A (f)utilidade das sanções
Há cerca de dez dias, participei, em Washington, como orador principal de importante evento organizado por reputada instituição norte-americana, a Carnegie Endowment for International Peace. Como se tornou comum em acontecimentos desse tipo, minha exposição foi conduzida pelo moderador George Perkovitch e pelas perguntas da audiência.
Embora o tema geral do encontro fosse desarmamento e não proliferação nuclear, a questão inicial do moderador versou sobre a Declaração de Teerã, de 17 de maio de 2010. Queria conhecer a avaliação que fazemos hoje sobre o acordo, à luz da recusa dos proponentes originais da ideia de trocar urânio por combustível. Isso me deu ocasião de expor didaticamente como o governo brasileiro se envolveu na questão, movido inicialmente por um pedido do presidente Obama ao presidente Lula, à margem da reunião do G-8 em L’Aquila, na Itália, em julho de 2009. Esse pedido foi reforçado por gestões específicas de emissários dos Estados Unidos – na linha de telegrama de instruções enviado à embaixada norte-americana em Brasília, revelado pelo Wikileaks. Pude, diante de um público qualificado, explicar como os pontos centrais do acordo proposto pelo chamado Grupo de Viena (Estados Unidos, França e Rússia) estavam atendidos pela Declaração. Mencionei, a propósito, a opinião de especialistas insuspeitos, como o ex-diretor da Agência Internacional de Energia Atômica, Mohamed el-Baradei – que havia participado da preparação da proposta original –, para quem o resultado obtido por Brasil e Turquia era um passo significativo (substantial) no sentido de garantir que o programa nuclear iraniano tivesse fins exclusivamente pacíficos.

• [EXERCÍCIO] Por favor, retome o texto acima sobre as sanções e a Declaração de Teerã e dê continuidade a ele logo após a última frase.

• [INFORMAÇÕES APRESENTADAS]
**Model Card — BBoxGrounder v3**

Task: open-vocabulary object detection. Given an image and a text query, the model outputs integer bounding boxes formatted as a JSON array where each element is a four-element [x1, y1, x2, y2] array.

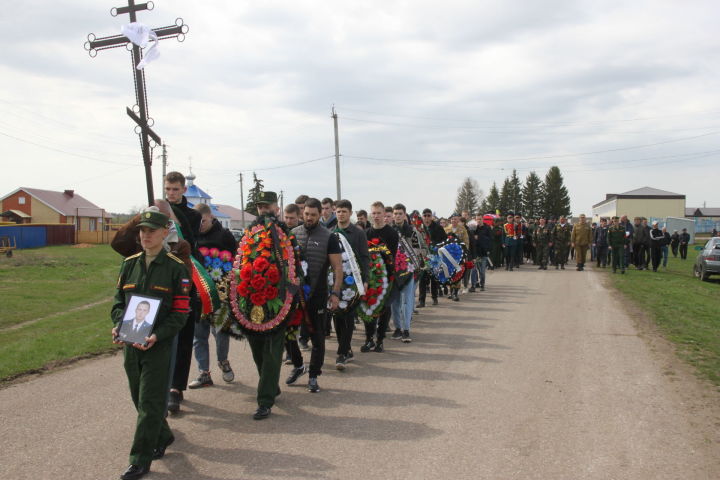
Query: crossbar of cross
[[84, 0, 189, 205]]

• [RESPOSTA]
É digno de nota o continuado interesse de personalidades influentes nos Estados Unidos em discutir o tema. A meu ver, o desejo de esmiuçar os diversos aspectos da questão é revelador de que alguma dúvida terá ficado no espírito de muitos analistas sobre o acerto da atitude negativa, tomada na ocasião pelos EUA e seus aliados (que, no caso, além dos outros membros ocidentais do Conselho de Segurança, França e Reino Unido, incluiu a Alemanha e – o que não é tão comum – Rússia e China).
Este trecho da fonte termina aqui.